• Short task:
In the data below, find the line containing "Q: Mark a point on every instance of the black"; reproduce that line and all subsequent lines exactly, and nothing else.

---- Available records

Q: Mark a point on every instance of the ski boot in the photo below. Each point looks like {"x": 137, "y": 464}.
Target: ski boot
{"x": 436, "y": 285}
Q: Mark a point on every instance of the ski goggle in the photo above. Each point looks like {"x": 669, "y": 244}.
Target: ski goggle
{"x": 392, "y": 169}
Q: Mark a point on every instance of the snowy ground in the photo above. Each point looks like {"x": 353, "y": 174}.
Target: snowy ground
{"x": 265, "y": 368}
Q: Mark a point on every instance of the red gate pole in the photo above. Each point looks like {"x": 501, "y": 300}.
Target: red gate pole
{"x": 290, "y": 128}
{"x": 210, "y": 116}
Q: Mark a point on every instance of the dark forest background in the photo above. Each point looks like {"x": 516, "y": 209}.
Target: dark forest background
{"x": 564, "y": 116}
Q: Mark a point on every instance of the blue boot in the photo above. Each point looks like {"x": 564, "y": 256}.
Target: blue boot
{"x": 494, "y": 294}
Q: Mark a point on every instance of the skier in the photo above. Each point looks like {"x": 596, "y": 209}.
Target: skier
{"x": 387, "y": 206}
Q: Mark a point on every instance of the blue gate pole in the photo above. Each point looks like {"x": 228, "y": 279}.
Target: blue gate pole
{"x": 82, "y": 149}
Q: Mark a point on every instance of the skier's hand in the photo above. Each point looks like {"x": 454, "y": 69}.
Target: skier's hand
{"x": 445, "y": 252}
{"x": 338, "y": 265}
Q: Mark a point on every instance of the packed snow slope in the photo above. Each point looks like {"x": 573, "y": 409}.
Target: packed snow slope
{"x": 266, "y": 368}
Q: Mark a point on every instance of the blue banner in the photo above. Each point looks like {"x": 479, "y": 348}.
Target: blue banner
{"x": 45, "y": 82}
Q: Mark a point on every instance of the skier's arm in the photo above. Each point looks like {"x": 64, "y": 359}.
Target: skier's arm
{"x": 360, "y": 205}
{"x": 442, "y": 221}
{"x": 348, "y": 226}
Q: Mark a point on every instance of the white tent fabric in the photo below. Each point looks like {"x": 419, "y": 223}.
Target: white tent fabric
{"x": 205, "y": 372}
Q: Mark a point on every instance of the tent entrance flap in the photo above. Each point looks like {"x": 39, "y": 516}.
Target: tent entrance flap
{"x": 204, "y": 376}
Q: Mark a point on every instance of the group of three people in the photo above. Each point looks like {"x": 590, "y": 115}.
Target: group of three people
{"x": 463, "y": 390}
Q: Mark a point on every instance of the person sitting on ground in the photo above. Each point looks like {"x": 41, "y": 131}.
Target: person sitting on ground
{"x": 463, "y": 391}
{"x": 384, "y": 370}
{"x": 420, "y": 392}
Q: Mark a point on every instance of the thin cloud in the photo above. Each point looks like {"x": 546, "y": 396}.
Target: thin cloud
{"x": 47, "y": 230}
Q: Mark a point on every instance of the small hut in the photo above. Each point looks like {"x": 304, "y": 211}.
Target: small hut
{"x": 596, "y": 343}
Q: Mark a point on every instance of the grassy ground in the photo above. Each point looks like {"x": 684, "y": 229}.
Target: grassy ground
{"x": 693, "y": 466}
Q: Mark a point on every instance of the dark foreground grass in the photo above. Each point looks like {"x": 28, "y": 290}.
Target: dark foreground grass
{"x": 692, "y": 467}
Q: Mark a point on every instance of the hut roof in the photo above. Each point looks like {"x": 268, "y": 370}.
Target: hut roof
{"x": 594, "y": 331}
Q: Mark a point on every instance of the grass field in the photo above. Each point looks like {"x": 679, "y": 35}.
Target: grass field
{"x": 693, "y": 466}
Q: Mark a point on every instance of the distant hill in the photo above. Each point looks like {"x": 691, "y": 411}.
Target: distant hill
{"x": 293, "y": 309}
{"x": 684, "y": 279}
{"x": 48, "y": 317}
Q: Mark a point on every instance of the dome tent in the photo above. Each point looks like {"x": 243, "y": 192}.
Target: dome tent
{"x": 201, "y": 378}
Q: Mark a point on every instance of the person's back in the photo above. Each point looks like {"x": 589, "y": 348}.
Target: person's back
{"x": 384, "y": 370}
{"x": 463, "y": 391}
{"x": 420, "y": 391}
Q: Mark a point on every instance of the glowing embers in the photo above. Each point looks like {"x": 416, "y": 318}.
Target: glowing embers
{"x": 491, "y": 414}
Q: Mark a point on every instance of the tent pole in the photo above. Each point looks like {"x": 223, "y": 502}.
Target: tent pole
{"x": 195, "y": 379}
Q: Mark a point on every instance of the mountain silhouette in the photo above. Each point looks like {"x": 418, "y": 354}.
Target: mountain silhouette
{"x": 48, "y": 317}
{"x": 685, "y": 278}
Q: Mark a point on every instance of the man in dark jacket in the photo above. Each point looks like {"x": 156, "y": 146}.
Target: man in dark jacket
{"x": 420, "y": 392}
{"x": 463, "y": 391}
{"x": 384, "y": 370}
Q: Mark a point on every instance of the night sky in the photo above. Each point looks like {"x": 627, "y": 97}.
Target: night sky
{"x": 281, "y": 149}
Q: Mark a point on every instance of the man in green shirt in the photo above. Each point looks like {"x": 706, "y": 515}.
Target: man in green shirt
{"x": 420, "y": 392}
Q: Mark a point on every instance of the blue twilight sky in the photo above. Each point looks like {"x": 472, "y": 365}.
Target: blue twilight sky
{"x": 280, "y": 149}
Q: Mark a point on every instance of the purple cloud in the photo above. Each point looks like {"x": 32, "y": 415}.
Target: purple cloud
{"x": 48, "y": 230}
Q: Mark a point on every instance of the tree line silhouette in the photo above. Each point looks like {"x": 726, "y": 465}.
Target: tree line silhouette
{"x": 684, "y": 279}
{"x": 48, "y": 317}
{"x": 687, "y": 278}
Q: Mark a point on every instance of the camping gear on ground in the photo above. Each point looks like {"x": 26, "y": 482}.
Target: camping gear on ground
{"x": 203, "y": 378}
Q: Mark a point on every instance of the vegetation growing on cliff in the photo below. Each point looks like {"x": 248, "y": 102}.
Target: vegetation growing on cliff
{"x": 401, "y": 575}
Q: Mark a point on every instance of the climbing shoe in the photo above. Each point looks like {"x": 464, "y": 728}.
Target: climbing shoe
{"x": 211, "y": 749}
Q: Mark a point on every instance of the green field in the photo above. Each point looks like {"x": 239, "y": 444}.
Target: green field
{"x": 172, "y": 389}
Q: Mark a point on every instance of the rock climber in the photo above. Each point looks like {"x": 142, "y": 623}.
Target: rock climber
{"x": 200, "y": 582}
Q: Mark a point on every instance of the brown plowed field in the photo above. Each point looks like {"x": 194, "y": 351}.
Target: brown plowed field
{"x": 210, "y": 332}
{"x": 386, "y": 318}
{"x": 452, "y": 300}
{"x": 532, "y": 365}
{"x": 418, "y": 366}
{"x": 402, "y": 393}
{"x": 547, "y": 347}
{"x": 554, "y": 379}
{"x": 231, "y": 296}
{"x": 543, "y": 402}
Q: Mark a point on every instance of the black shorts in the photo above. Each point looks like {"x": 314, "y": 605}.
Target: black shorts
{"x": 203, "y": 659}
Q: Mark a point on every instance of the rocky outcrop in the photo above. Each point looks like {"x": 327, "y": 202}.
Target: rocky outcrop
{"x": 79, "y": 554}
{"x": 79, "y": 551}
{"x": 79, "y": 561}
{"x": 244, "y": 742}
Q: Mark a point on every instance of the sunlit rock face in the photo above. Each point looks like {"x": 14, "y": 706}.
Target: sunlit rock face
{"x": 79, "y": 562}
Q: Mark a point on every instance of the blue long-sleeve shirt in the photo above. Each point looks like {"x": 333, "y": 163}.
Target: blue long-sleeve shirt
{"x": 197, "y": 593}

--------

• Answer to this task:
Q: Mark a point on every instance of the black shorts in the photo above. Each point looks like {"x": 314, "y": 605}.
Target: black shorts
{"x": 203, "y": 659}
Q: Mark a point on every instance of the rocky outcrop in the photo above. Each point looks like {"x": 327, "y": 202}.
Target: rocky outcrop
{"x": 79, "y": 554}
{"x": 79, "y": 551}
{"x": 79, "y": 561}
{"x": 244, "y": 742}
Q: Mark a point on every instance of the sunlit rock face in the photo above. Each point looks like {"x": 14, "y": 706}.
Target: sunlit rock face
{"x": 79, "y": 562}
Q: Mark a point on every instance of the blue long-sleeve shirt in the photo above. Each point looks like {"x": 333, "y": 163}.
Target: blue long-sleeve shirt
{"x": 197, "y": 593}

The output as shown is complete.